LESETEXT.
# Nvidia Geforce FX 5700 vs. ATI Radeon 9600 XT



## seberix (9. Januar 2006)

Hi!

Welche Grafikkarte ist besser?

Die NVIDIA Geforce FX 5700 oder die ATI Radeon 9600 XT?


----------



## chmee (9. Januar 2006)

Gab es hier etliche Male und was heisst besser ?
Schnellere Grafik mit/ohne AA? bessere Texturfiltermethoden? leiser? in Bezug auf Energiesparen ?
Ne Frage, die eine 3D-Seite besser beantworten kann, zB http://www.guru3d.com

Was ist besser ? Kombi-5Türer oder 3Türer-Cabrio ?

mfg chmee


----------



## zioProduct (9. Januar 2006)

3Türer-Cabrio 

 
 ;-]


----------



## Alex Duschek (9. Januar 2006)

9600XT,die Nvidia würd ich ned kaufen


----------



## Alexander12 (9. Januar 2006)

Gespeicherte Datensätze

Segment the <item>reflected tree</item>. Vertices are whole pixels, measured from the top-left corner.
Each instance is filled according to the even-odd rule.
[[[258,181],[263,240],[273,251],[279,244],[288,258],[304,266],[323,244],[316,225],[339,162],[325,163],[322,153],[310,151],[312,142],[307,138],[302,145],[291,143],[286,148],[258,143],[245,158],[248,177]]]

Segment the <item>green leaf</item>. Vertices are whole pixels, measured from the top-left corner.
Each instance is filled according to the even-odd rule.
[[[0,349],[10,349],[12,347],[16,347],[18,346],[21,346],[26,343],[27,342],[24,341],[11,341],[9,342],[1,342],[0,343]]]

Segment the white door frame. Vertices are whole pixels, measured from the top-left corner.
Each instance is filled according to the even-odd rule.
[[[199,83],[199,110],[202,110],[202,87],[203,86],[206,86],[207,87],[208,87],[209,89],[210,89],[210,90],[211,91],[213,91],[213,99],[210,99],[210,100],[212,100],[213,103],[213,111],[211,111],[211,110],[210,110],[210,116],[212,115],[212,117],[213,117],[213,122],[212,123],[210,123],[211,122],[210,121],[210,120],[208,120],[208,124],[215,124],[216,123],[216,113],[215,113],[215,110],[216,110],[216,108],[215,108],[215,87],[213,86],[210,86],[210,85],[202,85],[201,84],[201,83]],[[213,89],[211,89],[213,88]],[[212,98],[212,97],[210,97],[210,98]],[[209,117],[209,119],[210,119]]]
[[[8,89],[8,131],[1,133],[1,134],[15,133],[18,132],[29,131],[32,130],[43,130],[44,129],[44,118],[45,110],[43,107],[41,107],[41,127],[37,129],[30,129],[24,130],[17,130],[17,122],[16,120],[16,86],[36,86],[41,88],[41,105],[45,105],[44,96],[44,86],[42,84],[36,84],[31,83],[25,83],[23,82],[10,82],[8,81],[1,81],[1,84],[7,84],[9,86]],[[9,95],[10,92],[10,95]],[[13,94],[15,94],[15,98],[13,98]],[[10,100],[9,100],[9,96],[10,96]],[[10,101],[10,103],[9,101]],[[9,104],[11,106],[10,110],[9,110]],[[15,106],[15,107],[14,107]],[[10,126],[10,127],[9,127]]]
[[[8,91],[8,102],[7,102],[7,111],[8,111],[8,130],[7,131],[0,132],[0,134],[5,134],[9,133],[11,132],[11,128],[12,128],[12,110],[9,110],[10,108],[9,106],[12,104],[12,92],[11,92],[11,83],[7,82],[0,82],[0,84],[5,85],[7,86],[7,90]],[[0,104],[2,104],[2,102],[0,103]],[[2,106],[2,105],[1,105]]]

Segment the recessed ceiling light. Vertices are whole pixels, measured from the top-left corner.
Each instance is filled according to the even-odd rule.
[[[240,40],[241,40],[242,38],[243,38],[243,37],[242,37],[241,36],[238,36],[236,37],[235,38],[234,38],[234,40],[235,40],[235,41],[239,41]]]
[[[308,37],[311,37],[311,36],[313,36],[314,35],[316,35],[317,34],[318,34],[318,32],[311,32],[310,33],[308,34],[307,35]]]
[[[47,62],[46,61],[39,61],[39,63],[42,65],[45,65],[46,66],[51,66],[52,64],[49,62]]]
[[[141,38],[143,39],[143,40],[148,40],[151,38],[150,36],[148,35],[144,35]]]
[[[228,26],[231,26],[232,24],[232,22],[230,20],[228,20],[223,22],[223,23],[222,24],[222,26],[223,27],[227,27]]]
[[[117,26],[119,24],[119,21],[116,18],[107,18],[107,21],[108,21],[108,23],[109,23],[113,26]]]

ÜBUNGSAUFGABEN.
#1 Welche Website nennt chmee im Lesetext als Beispiel für eine 3D-Seite?
#2 Schreib aus dem Lesetext wortgetreu den Abschnitt ab, der mit „## chmee (9.“ beginnt und mit „auf Energiesparen ?“ endet.
Die Datensätze stammen aus einer anderen Quelle.

SCHRIFTLICHE ANTWORTEN.
#1 http://www.guru3d.com

#2
## chmee (9. Januar 2006)

Gab es hier etliche Male und was heisst besser ?
Schnellere Grafik mit/ohne AA? bessere Texturfiltermethoden? leiser? in Bezug auf Energiesparen ?